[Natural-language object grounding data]
Segment Open
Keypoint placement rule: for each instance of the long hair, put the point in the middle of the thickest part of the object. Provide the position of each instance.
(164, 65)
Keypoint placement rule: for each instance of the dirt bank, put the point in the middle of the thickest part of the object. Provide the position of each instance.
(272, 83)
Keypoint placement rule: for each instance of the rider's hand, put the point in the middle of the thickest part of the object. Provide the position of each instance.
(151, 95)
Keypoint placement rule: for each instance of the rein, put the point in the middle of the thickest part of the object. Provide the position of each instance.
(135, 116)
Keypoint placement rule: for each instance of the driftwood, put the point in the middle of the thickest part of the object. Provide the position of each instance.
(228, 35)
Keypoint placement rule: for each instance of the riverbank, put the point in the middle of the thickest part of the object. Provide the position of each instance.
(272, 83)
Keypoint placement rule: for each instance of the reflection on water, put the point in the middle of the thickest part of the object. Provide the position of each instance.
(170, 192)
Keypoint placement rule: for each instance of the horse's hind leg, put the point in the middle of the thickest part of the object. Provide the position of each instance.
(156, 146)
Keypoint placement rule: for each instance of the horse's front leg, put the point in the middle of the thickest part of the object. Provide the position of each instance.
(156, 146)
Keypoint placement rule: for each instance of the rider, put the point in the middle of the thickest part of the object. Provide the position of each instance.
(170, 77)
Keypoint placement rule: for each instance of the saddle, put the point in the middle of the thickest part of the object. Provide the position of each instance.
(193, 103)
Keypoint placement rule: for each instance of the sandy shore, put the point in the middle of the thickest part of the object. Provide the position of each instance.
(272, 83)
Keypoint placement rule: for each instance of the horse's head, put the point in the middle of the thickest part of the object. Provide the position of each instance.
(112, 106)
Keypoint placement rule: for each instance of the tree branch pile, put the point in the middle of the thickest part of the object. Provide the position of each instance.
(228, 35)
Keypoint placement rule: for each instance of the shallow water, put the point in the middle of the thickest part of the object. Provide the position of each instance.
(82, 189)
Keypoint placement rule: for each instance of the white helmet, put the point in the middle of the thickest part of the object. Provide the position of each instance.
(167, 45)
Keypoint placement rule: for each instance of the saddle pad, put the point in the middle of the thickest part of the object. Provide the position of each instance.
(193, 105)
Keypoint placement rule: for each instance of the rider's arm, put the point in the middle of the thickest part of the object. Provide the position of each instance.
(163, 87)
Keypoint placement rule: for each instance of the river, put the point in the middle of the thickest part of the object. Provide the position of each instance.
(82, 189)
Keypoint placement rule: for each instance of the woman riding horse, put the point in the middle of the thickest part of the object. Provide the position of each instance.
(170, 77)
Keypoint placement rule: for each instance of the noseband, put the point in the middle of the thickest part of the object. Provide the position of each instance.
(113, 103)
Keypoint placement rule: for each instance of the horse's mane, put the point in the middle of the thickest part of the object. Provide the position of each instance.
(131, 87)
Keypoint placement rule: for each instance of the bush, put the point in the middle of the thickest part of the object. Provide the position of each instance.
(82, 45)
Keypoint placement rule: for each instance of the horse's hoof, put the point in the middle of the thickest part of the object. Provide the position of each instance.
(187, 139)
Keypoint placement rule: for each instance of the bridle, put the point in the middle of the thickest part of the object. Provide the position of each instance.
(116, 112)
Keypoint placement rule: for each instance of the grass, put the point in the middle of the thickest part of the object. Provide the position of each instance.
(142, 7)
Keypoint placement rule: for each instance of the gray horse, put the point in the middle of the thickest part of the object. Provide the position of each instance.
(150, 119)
Segment Closed
Segment Open
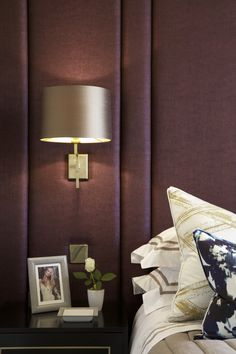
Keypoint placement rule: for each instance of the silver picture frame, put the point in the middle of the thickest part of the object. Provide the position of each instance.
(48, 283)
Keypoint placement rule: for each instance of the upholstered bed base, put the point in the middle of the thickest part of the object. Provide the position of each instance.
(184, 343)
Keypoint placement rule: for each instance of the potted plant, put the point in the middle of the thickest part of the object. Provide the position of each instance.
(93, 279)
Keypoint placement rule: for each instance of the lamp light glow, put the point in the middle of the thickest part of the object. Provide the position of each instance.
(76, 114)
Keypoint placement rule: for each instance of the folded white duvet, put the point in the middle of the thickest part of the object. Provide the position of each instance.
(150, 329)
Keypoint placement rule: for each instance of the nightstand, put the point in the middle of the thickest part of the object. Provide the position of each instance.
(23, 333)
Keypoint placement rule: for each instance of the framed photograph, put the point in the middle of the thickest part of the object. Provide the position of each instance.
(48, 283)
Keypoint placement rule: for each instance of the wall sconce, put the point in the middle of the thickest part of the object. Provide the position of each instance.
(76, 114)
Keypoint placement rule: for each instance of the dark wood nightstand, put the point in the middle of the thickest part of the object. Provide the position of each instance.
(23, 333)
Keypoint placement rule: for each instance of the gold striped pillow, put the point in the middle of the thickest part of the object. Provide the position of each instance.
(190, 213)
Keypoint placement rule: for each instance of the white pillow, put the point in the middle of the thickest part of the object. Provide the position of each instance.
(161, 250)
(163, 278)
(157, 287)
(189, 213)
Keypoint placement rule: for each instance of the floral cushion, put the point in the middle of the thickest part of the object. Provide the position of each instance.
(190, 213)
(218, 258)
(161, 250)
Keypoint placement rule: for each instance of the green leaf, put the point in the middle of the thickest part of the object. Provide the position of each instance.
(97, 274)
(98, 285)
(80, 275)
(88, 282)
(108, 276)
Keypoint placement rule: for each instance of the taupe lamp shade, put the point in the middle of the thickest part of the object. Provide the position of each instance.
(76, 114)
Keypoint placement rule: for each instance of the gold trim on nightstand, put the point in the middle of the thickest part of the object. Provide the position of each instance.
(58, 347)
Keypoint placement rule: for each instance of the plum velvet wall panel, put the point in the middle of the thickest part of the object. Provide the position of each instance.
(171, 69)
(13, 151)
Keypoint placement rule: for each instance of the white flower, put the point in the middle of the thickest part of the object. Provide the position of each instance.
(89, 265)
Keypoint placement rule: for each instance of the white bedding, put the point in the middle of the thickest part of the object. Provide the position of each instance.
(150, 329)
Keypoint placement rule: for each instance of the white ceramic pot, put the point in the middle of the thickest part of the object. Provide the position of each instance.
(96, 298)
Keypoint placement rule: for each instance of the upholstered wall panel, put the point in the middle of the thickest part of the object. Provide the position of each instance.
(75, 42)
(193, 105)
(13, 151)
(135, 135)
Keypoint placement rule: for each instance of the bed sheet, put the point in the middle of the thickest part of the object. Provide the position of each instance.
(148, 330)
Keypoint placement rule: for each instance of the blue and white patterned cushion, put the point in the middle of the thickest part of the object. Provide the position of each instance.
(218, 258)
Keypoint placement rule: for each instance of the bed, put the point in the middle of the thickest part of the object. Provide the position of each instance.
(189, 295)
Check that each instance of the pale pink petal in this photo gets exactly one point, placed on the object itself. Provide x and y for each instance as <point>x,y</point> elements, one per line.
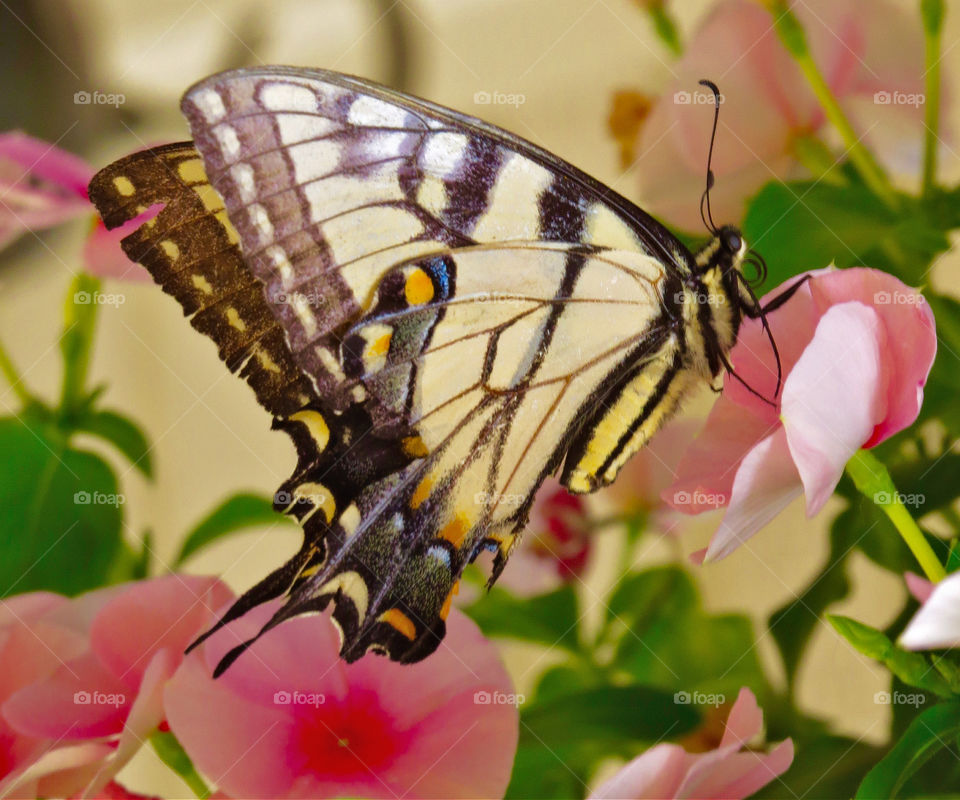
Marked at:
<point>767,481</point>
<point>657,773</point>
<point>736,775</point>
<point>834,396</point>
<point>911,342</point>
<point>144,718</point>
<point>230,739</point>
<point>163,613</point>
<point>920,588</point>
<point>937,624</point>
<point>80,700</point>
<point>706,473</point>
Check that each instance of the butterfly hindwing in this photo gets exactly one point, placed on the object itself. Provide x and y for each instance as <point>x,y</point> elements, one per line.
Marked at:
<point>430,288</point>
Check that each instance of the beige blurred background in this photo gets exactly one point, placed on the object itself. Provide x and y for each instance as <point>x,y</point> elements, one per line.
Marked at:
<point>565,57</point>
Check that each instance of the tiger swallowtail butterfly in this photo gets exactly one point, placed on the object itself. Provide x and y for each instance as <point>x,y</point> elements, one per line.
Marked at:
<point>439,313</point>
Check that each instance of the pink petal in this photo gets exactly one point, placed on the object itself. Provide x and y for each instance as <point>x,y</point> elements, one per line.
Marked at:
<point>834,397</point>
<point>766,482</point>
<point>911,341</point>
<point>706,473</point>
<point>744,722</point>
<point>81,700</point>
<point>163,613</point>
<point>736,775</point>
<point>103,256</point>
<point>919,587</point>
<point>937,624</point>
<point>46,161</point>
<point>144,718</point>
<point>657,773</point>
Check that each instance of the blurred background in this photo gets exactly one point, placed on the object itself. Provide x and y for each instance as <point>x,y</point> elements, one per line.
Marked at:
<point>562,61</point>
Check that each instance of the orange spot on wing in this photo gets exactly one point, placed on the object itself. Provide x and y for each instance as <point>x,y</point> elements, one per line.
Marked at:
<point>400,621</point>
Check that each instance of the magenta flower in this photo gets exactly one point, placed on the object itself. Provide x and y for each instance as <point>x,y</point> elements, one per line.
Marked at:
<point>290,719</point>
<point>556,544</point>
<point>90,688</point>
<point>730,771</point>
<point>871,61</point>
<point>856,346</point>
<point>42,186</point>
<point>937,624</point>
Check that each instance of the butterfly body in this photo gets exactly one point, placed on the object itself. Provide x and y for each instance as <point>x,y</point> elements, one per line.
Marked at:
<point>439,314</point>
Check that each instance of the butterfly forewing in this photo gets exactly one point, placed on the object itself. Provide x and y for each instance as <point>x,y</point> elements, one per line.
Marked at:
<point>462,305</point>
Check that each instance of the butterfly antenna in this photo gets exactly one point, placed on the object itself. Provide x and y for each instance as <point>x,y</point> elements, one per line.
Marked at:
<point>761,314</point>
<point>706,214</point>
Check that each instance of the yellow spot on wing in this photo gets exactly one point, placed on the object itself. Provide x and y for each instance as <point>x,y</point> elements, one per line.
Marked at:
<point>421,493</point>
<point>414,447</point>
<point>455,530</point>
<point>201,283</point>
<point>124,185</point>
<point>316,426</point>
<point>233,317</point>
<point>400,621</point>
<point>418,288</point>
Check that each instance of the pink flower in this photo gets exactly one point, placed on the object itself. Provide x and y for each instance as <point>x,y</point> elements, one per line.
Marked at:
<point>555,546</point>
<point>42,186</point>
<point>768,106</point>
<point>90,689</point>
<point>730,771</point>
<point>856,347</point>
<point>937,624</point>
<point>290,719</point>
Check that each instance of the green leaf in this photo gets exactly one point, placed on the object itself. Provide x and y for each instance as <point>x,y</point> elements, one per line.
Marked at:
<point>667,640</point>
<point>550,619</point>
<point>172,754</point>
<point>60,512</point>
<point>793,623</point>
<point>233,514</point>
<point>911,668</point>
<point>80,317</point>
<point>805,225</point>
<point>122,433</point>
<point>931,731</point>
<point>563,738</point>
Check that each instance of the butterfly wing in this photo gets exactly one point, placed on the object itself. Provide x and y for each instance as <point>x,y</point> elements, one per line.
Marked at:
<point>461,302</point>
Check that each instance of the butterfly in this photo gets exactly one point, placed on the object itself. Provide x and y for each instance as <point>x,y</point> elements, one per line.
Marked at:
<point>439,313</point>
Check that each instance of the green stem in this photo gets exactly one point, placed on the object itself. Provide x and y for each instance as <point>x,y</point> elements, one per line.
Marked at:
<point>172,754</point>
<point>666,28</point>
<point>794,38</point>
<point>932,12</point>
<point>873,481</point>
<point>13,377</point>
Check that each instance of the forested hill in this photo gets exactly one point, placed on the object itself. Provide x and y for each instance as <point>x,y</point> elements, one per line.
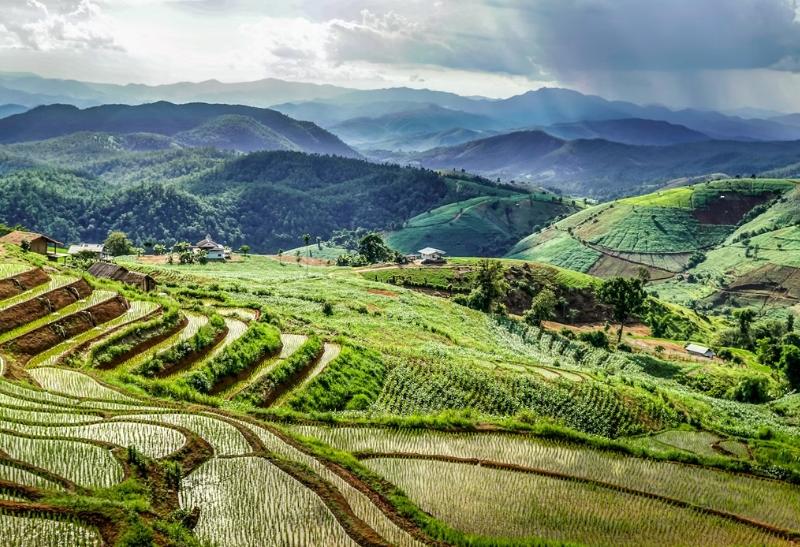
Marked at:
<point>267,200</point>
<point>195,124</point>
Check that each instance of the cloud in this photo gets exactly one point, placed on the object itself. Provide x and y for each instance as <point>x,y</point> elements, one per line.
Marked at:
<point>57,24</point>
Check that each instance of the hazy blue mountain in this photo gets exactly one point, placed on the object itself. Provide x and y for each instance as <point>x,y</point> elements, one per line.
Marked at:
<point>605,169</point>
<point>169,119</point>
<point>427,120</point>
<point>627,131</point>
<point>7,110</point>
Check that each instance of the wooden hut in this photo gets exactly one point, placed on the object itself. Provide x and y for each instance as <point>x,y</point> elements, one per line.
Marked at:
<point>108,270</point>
Segment Closed
Segment Open
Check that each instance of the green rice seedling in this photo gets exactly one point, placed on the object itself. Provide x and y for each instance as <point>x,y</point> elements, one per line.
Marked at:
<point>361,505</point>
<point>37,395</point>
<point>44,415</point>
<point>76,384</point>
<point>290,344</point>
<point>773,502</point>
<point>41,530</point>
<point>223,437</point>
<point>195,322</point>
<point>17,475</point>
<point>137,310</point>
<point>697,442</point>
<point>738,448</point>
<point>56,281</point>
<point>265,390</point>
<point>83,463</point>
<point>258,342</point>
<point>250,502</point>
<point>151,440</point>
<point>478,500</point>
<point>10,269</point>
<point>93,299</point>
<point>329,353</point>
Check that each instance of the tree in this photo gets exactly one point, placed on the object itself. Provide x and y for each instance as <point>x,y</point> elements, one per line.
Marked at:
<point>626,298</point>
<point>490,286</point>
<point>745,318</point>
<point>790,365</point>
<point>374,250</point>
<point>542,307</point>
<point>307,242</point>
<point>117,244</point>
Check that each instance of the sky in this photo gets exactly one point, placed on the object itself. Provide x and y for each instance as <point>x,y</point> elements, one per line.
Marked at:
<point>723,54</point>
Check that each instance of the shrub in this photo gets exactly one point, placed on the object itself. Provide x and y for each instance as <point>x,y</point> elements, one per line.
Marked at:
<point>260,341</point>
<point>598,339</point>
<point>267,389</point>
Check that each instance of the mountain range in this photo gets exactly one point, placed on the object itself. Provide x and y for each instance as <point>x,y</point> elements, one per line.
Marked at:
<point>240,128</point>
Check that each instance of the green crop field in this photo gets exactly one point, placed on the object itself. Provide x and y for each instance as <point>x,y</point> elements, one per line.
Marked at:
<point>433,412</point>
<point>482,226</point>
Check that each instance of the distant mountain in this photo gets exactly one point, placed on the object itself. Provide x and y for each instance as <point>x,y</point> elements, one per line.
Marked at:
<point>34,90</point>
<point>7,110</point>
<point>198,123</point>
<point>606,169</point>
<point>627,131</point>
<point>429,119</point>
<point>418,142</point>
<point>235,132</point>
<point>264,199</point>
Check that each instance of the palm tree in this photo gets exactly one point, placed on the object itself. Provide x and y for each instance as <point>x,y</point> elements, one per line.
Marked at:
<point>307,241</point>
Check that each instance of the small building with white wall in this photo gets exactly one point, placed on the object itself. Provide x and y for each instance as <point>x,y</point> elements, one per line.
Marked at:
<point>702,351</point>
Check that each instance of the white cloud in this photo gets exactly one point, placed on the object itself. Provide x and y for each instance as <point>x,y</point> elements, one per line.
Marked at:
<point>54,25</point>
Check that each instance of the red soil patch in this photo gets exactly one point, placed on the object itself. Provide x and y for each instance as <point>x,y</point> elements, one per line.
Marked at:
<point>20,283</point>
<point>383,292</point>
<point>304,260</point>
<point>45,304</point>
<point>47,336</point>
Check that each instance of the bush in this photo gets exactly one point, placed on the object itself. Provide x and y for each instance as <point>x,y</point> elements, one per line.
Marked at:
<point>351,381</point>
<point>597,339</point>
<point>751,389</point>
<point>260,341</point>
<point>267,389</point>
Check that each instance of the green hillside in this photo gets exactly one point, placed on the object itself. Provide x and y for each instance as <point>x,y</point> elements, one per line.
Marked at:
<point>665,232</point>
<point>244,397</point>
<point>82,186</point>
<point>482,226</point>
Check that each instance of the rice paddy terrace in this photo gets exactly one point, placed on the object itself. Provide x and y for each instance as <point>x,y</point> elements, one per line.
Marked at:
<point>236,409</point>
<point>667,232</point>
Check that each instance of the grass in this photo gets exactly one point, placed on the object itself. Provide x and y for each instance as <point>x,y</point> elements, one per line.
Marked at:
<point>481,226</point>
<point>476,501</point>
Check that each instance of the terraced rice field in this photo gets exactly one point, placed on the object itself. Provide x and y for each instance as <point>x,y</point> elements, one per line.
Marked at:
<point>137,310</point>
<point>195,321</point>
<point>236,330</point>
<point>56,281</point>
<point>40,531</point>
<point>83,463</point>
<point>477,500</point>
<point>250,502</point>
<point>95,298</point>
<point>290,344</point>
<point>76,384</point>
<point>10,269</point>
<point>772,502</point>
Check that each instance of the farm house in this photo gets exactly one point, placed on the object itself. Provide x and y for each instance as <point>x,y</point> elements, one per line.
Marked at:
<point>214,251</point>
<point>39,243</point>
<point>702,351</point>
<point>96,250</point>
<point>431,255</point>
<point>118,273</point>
Segment Closed
Working from the records above, write out verbatim only the lines from the line containing "Check that each instance of the small" through the line containing "Check that each instance of the terraced".

» **Task output**
Check that each instance of the small building with white wall in this photo gets exactly one point, placed on the object itself. Provide x and y for each instance as <point>x,y</point> elements, one per line.
Marked at:
<point>702,351</point>
Check that each instance of the white cloud in this photo gets exactly one point, placed on the object itself. Provide x and y for each instance as <point>x,y</point> elements, one per line.
Marked at:
<point>54,25</point>
Check that each instance of the red soil patch in this photo gets exactly one point, placed on the object itself. Provide x and y for each instance as <point>x,y</point> elements, one per line.
Marked at:
<point>20,283</point>
<point>383,292</point>
<point>304,260</point>
<point>45,304</point>
<point>47,336</point>
Check that each instance of the bush in this photo gets exactly one point, placed on the object itself. Provide x and y for each instance as <point>x,y</point> elements, one per line.
Marked at:
<point>351,381</point>
<point>597,339</point>
<point>751,389</point>
<point>260,341</point>
<point>267,389</point>
Check that each instance of the green hillside in this photo gets exactly one point, placed on the object itself. Provide x and y for each instance as <point>x,y</point> elements, one per line.
Marked at:
<point>665,232</point>
<point>244,397</point>
<point>82,186</point>
<point>482,226</point>
Check that each instance of the rice paddy terrace in this photo gets exactly one point, placed on the object itself. Provide x and y for each instance as <point>x,y</point> elements, one per line.
Marked at:
<point>236,409</point>
<point>667,232</point>
Check that each instance of the grass in this photo gets exactly one point, placed on the object itself. Provide x and y for each instance as <point>x,y</point> elements, one per line.
Marked at:
<point>481,226</point>
<point>476,501</point>
Check that each instance of the terraced rice field in this photo gets exactly one point, placed on the object itself. Provide x and y for each instance as <point>x,y</point> elements, one per line.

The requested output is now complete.